▶ **Task to carry out**: Extract every line below that contains the string "aircraft". Copy each such line in full.

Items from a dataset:
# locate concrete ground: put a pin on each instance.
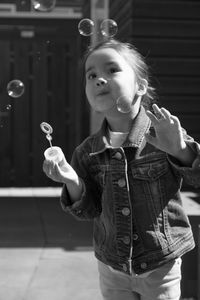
(46, 254)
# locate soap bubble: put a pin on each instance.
(8, 107)
(108, 28)
(124, 104)
(86, 27)
(15, 88)
(43, 5)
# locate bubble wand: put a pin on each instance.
(53, 153)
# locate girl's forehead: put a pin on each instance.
(105, 54)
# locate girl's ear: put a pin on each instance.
(142, 87)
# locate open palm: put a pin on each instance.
(168, 132)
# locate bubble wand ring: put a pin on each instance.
(52, 153)
(48, 130)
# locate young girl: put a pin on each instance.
(127, 177)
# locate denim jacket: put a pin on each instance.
(133, 195)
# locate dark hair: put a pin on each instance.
(137, 62)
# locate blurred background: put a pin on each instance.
(42, 47)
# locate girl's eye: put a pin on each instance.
(91, 76)
(113, 70)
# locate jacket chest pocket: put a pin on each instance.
(150, 172)
(98, 173)
(150, 182)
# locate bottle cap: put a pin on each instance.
(54, 154)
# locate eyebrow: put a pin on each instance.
(106, 64)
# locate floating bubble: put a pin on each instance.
(8, 107)
(124, 104)
(15, 88)
(108, 28)
(86, 27)
(43, 5)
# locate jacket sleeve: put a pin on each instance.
(191, 175)
(89, 205)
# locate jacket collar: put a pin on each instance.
(139, 126)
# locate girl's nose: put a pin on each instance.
(101, 81)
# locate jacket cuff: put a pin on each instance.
(70, 206)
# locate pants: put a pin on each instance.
(160, 284)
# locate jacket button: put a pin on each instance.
(121, 182)
(143, 266)
(126, 240)
(118, 155)
(126, 211)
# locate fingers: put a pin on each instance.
(49, 168)
(159, 114)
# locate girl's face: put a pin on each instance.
(108, 77)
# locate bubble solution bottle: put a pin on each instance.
(53, 153)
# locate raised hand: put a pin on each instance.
(168, 134)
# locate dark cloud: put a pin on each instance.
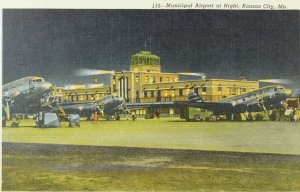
(223, 44)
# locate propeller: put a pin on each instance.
(89, 72)
(7, 108)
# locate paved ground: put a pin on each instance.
(49, 167)
(262, 137)
(165, 154)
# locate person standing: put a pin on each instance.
(96, 117)
(133, 116)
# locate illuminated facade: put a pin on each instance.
(146, 83)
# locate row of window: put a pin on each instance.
(153, 79)
(148, 61)
(182, 92)
(87, 97)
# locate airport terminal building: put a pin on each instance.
(145, 82)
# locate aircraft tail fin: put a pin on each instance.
(194, 97)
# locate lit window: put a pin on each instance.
(180, 92)
(173, 93)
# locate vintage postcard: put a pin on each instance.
(161, 96)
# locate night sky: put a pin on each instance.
(222, 44)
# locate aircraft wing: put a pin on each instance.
(132, 106)
(216, 108)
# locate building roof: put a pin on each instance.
(147, 54)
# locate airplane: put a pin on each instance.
(263, 99)
(23, 95)
(107, 106)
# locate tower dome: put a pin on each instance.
(145, 61)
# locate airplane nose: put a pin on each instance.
(288, 91)
(46, 85)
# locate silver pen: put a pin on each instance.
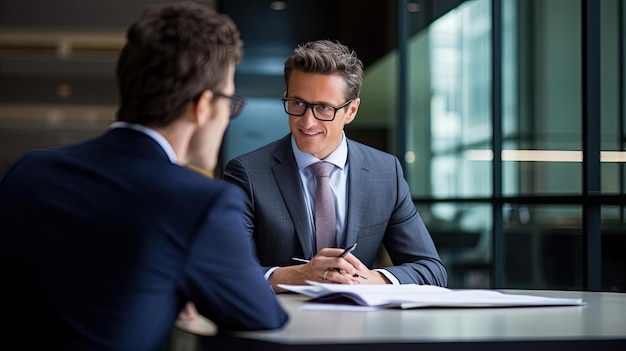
(343, 254)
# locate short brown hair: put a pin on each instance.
(327, 57)
(174, 51)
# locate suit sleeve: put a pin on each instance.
(224, 278)
(409, 243)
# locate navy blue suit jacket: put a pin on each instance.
(103, 242)
(380, 211)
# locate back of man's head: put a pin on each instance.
(174, 52)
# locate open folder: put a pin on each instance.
(407, 296)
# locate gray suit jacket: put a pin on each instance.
(380, 211)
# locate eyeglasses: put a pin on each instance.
(323, 112)
(236, 103)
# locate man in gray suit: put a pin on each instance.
(373, 206)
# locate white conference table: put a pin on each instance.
(598, 325)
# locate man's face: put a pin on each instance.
(319, 138)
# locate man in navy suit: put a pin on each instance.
(102, 243)
(372, 201)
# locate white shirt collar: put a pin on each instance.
(338, 157)
(165, 145)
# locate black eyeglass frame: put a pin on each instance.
(236, 103)
(312, 107)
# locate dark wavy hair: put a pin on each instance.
(174, 52)
(327, 57)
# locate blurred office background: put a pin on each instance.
(508, 115)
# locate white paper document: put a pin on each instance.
(407, 296)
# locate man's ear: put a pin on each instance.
(203, 107)
(352, 110)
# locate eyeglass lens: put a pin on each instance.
(298, 108)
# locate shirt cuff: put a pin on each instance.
(269, 273)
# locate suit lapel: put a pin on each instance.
(287, 177)
(360, 183)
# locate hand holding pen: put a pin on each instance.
(343, 254)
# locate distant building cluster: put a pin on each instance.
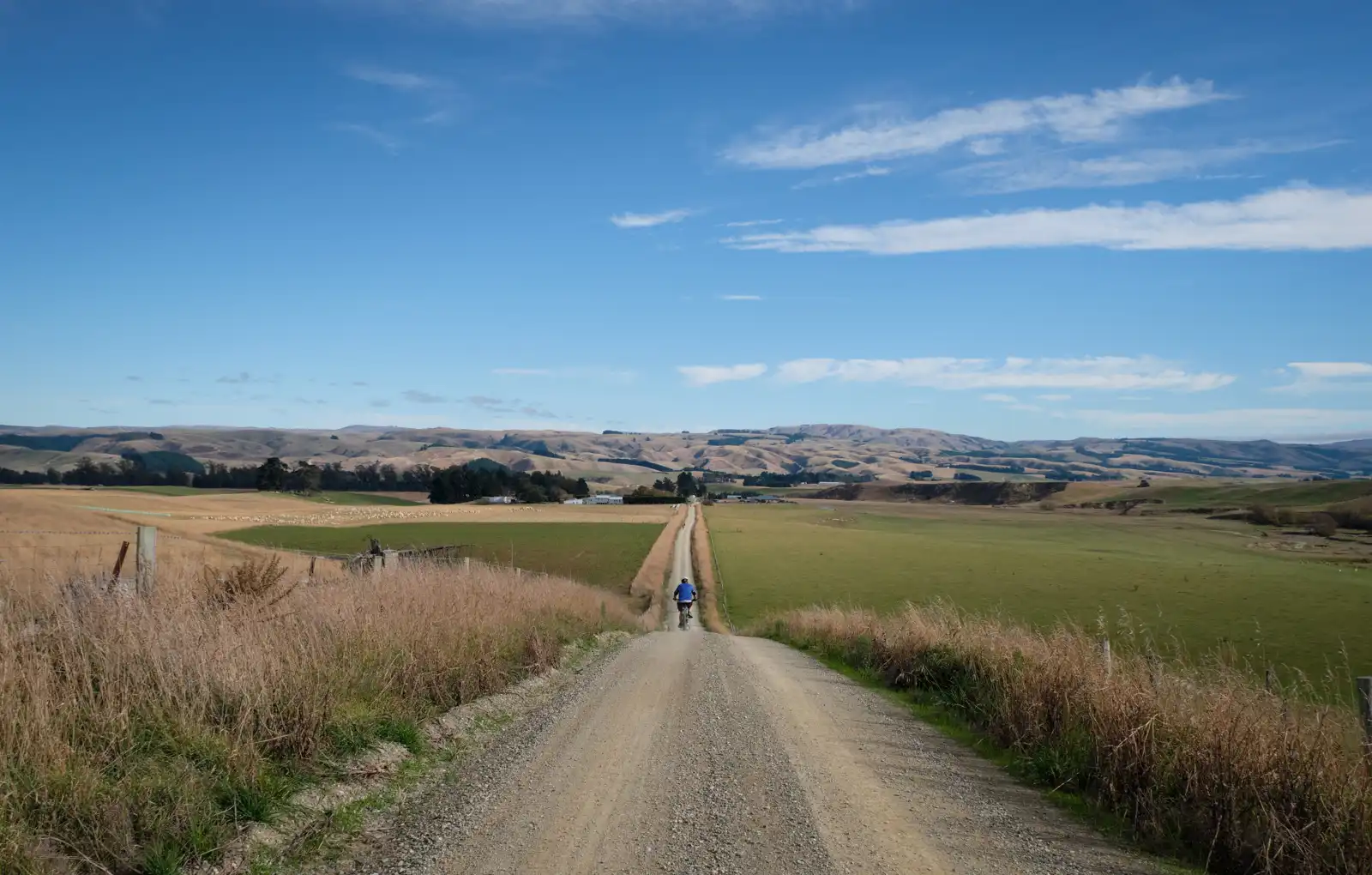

▶ **Completed task**:
# locate aircraft tail fin: put a pin on each instance.
# locate aircraft wing: put a pin on each instance.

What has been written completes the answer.